What to work on
Find each line below that contains the string "instance", treating uppercase and lowercase as different, and copy those lines in full.

***

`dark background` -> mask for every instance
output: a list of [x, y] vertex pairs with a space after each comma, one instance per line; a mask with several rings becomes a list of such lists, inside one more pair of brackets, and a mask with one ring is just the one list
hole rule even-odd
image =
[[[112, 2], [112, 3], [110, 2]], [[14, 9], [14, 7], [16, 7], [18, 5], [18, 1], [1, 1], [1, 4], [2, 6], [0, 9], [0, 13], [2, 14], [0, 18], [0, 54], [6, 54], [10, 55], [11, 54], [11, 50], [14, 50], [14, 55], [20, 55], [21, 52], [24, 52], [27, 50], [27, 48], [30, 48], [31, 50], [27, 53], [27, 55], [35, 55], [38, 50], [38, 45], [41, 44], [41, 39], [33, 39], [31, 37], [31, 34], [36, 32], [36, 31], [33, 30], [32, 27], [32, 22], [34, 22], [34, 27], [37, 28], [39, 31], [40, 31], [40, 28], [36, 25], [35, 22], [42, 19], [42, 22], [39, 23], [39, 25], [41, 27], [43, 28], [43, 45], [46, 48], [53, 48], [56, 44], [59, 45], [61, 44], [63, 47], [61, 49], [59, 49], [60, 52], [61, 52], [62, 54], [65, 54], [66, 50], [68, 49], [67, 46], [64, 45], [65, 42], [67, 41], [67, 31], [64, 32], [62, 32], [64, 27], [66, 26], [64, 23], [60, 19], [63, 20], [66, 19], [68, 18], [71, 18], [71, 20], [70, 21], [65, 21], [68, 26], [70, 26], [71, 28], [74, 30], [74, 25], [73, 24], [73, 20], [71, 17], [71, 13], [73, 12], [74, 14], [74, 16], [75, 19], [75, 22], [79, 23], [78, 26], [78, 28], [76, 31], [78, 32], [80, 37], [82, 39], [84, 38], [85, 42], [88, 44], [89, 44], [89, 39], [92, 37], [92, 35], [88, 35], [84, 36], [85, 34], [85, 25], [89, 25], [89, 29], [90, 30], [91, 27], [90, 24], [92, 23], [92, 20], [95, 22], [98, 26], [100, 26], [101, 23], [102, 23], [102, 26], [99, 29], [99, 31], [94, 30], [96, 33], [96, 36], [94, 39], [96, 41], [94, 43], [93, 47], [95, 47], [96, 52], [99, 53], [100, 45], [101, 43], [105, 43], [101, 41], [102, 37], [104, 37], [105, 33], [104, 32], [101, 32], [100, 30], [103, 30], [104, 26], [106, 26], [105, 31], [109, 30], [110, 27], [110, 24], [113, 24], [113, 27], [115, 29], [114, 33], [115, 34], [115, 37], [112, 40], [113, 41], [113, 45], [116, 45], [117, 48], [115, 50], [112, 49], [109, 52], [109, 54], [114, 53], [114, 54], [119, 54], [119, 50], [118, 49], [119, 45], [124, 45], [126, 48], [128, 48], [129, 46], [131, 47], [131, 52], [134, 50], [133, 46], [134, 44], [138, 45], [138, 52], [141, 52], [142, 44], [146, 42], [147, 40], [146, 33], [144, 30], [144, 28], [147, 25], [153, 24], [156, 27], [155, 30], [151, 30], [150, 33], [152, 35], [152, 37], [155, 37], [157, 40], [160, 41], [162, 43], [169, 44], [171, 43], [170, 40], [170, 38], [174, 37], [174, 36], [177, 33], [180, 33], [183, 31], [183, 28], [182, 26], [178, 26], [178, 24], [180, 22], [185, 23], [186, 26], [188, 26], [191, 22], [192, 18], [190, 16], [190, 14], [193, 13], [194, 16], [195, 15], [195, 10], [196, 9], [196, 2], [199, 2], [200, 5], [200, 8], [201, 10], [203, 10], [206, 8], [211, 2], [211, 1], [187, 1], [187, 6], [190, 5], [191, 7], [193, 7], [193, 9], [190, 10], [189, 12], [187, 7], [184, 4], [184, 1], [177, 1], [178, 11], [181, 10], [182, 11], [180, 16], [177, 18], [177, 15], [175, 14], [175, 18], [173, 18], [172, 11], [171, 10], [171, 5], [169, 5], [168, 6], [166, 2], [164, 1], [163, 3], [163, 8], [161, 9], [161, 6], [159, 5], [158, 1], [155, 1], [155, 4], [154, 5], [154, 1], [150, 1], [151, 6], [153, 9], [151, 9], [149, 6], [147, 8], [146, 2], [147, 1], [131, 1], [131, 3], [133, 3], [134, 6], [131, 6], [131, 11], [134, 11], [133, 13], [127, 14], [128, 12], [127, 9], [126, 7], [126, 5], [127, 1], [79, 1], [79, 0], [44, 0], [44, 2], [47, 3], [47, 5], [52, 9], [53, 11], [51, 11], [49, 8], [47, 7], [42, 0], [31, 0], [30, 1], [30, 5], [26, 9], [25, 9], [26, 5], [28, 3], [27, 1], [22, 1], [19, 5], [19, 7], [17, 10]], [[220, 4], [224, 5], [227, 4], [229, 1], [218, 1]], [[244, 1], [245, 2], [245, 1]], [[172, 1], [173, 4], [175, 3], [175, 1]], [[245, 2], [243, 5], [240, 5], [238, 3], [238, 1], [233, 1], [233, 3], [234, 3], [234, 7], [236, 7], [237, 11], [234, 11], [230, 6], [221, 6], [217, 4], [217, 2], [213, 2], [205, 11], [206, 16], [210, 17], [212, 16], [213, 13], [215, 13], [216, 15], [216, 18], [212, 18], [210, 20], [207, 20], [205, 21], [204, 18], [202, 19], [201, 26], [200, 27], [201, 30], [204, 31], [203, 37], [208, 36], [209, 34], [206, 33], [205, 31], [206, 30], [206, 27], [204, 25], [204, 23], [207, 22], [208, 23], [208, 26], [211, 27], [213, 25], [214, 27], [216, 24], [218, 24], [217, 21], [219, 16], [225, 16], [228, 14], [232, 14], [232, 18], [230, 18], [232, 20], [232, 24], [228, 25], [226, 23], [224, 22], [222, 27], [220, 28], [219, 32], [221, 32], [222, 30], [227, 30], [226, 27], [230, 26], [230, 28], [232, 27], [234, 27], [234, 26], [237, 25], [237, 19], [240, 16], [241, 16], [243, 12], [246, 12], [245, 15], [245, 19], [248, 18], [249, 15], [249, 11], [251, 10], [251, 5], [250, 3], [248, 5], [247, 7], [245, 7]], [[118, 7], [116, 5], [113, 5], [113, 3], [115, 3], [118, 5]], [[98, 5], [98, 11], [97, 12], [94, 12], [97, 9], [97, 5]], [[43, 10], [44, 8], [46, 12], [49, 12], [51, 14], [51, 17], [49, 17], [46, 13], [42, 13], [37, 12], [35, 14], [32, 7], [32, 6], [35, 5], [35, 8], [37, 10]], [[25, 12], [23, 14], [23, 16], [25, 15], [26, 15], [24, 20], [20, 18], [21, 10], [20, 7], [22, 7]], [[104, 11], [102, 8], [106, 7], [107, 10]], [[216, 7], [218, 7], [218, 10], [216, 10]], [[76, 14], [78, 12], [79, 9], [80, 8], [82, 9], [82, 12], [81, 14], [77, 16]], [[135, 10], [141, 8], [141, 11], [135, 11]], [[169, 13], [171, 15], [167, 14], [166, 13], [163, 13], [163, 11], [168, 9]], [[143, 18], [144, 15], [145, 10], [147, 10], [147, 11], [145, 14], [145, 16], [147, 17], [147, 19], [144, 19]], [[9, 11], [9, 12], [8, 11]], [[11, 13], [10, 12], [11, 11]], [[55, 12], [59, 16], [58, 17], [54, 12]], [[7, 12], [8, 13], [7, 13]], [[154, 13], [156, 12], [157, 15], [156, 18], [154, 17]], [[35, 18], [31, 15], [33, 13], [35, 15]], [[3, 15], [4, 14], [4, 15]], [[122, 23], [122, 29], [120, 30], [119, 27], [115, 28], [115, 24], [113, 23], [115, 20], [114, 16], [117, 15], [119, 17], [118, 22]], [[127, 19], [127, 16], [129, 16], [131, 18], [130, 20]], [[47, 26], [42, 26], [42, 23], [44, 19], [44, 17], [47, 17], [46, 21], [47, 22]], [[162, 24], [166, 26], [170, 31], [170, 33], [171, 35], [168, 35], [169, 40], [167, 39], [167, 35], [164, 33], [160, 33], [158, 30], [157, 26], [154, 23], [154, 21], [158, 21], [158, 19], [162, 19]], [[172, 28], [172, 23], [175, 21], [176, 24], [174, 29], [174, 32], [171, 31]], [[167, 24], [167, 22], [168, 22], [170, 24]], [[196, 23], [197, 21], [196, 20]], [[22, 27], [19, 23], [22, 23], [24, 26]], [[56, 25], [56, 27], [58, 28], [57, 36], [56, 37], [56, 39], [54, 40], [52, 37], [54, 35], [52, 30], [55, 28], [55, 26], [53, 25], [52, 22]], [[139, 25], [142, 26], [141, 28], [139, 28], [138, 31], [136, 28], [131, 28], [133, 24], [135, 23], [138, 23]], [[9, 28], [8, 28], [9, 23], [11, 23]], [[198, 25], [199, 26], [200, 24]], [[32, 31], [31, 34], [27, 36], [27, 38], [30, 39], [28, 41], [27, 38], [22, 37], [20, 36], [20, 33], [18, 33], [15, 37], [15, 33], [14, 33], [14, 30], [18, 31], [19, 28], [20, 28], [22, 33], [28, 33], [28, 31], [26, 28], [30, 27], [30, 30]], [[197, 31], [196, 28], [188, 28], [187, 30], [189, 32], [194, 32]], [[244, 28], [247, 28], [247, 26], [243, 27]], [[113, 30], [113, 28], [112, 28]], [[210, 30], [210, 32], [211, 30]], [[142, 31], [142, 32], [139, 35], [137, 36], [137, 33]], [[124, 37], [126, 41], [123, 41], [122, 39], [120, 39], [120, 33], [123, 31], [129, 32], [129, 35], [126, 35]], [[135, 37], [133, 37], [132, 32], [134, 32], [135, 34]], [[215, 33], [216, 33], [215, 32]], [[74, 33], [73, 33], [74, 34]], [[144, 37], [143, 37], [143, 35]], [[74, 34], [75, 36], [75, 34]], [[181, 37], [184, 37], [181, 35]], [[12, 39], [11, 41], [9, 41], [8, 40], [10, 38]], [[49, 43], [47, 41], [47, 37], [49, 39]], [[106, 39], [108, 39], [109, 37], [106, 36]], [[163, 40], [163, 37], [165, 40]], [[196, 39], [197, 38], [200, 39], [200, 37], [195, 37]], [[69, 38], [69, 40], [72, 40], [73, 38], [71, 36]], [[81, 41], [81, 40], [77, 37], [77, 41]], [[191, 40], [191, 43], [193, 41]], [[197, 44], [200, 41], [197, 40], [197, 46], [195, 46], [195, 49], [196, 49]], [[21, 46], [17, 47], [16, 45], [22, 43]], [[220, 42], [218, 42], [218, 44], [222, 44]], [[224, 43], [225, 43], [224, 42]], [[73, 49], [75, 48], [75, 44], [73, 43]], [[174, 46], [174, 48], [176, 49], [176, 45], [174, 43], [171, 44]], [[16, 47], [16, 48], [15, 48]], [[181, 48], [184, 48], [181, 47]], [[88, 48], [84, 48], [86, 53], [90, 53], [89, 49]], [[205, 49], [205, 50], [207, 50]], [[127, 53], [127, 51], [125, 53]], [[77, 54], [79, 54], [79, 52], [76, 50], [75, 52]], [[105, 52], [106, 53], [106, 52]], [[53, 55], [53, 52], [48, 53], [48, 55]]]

***

Full solution
`dark background` -> mask for every instance
output: a list of [x, y] vertex pairs with a space after each comma, one instance per line; a mask with several rings becomes a list of such lists, inside one more pair of brackets, and a mask with one ring is just the one list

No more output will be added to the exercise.